_Work order_
Produce the full set of records below once more, exactly as they stand.

_Extracted material_
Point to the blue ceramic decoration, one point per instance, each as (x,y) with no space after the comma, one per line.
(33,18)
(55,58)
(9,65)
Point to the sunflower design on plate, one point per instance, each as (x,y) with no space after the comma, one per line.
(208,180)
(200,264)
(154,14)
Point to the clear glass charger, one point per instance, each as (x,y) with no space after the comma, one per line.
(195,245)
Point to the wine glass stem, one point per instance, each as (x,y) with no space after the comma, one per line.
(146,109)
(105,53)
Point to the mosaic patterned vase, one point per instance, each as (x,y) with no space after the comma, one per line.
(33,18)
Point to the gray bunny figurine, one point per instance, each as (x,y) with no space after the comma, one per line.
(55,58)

_Completed task_
Point to the blue ceramic decoration, one point per instance, each as (x,y) with no space after the comma, one per line.
(33,18)
(55,58)
(9,65)
Point to the sunflower design on plate, one point per instance, each as (x,y) with no space after the comma, one per line.
(208,180)
(200,264)
(154,14)
Point to the clear glass charger, one point per instance, each as (x,y) with no space after the comma, one per line.
(195,245)
Point to the wine glass stem, one point per instance, each as (x,y) with no space after the comma, one per line.
(146,109)
(105,53)
Point to the mosaic patterned vase, one point per instance, each as (x,y) with no space after the comma, one per line.
(33,18)
Point to the gray bunny figurine, one point per instance, each as (x,y) with no space after the comma, one per line.
(55,58)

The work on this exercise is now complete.